* [EXERCISE OBJECTIVE]: Below is the data. Give it again, complete and exact.

* [Spatial localization data]:
*** Block opens ***

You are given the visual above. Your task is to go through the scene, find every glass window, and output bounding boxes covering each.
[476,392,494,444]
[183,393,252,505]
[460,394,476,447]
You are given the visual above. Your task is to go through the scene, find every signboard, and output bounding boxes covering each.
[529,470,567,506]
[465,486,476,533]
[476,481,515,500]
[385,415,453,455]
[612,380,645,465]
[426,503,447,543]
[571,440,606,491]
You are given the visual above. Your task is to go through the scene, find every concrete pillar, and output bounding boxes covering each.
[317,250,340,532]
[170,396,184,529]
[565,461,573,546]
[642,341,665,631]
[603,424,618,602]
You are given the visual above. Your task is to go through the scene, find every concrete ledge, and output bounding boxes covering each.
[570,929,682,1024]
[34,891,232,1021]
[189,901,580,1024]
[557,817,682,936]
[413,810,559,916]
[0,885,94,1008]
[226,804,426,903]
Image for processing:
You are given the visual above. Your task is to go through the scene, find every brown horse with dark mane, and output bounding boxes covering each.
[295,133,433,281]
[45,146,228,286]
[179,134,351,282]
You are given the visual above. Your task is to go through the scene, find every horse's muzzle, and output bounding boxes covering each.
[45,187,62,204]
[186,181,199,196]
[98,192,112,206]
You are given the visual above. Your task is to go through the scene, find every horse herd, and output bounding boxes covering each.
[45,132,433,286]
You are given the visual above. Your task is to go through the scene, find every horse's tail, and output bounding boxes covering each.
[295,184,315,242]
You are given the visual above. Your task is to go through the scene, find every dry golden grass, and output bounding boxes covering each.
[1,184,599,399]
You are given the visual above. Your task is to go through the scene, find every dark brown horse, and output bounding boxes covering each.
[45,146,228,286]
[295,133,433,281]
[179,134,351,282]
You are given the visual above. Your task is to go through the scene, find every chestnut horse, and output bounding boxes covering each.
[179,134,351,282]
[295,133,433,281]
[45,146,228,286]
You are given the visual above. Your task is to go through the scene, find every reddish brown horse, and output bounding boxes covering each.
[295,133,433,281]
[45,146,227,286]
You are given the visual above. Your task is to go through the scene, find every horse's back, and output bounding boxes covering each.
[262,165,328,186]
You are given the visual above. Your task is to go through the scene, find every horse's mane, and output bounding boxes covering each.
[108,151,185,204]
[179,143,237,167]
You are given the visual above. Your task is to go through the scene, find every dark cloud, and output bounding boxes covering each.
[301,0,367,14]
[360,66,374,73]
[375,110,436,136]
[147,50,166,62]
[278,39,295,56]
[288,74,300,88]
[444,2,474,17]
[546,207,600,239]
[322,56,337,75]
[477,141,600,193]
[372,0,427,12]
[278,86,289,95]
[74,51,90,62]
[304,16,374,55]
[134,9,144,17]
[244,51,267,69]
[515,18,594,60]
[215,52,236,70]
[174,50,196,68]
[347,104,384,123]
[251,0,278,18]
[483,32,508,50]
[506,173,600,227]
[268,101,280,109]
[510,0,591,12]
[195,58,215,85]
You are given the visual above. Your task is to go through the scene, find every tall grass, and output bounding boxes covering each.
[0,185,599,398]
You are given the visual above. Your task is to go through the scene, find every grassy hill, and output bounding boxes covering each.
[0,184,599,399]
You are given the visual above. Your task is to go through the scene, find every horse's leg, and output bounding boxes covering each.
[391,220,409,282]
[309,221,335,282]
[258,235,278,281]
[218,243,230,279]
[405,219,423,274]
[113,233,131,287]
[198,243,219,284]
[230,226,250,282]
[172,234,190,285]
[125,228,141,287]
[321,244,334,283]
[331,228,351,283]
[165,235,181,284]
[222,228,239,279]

*** Block closes ***

* [ANSWER SPACE]:
You are given the visual above. Your task is to go through the scene, find every glass window, and output bounding boxes covering each.
[476,392,494,444]
[183,393,252,505]
[460,394,476,447]
You are given the visual above. Your task is to go through the scene, find every signboard, and output bounding boxes covering each.
[529,470,567,506]
[465,486,476,533]
[476,481,515,500]
[385,415,453,455]
[612,380,645,465]
[426,503,447,543]
[571,440,606,491]
You are given the visual above. Your task is to go through the scene, find every concrete pillar, and output bounding boxes covering each.
[317,250,340,532]
[170,396,184,529]
[565,461,573,546]
[642,341,665,631]
[603,424,618,602]
You are given the visual above. Your task is to go through the scene, find every concrete ledge, and output bounding boxes covering each.
[570,929,682,1024]
[34,891,232,1021]
[189,901,580,1024]
[557,817,682,936]
[413,810,559,916]
[0,885,94,1008]
[226,804,426,903]
Image for processing:
You are given the visual above. Your task is to go through the scene, find every brown horse with dark mane, and output bounding boxes covering each.
[295,133,433,281]
[45,146,228,286]
[179,134,351,282]
You are given the visual above. Your task is to go through the scene, find every horse's muzzle, and output bounding boxes covering each.
[45,187,62,204]
[186,181,199,196]
[98,192,112,206]
You are given the visual above. Your task is to go through the scene, find every horse herd, and output bounding boxes covering each.
[45,132,433,286]
You are given the visual above. Your task is to go through the scene, find every horse's tail, and output bounding boxes covering each.
[295,184,315,242]
You are given the visual above. Your task is to go through the scene, find every dry golden grass, and output bounding boxes covering each.
[1,184,599,399]
You are given the visual above. Your task is to go through the scene, find every dark brown horse, and output bounding boxes covering each.
[45,146,228,286]
[295,133,433,281]
[179,134,351,282]
You are given the visual above. Your task is to go through the scene, find every chestnut horse, and output bounding boxes covering each.
[179,134,351,282]
[295,133,433,281]
[45,146,228,286]
You are given the visual above. Your task is to go through the scene, find every reddish brown horse, and output bounding boxes covering each.
[295,133,433,281]
[45,146,227,286]
You are given the visual above. Your task is to go through the scene, find every horse's back, and output bounding boxes covering each.
[262,165,328,186]
You are given the visual above. Your task is to go through the scene, find every horse's mane, and output bounding boxes covering each.
[108,151,185,204]
[179,143,237,167]
You are given the visual above. Your task is to go through the scene, find every dark cloud, and output bounding boxes covering each.
[301,0,367,14]
[360,66,374,73]
[375,110,436,136]
[147,50,166,62]
[278,39,295,56]
[288,74,300,88]
[444,2,474,17]
[546,207,600,239]
[322,56,337,75]
[477,141,600,193]
[372,0,427,12]
[278,86,289,95]
[74,51,90,62]
[304,16,374,55]
[134,9,144,17]
[244,51,267,69]
[515,18,594,60]
[215,52,236,70]
[174,50,196,68]
[347,104,384,123]
[251,0,278,18]
[483,32,508,50]
[506,173,600,227]
[268,101,280,109]
[510,0,591,12]
[195,58,215,85]
You are given the visual above. Your task is to go through the scene, find every tall grass, and output bounding boxes covering each.
[0,185,599,398]
You are given the visual above. Your task is to go through the scene, find every grassy hill, and output bounding boxes covering each.
[0,184,599,399]
You are given the visual above. Your task is to go through the scene, find every horse's leg, and output bounding boxes covering each.
[391,220,409,282]
[309,221,335,282]
[258,235,278,281]
[218,243,230,279]
[405,219,423,274]
[113,233,131,287]
[198,243,219,284]
[230,226,250,282]
[172,234,190,285]
[125,228,141,287]
[321,244,334,283]
[331,228,351,283]
[165,235,181,284]
[222,228,239,279]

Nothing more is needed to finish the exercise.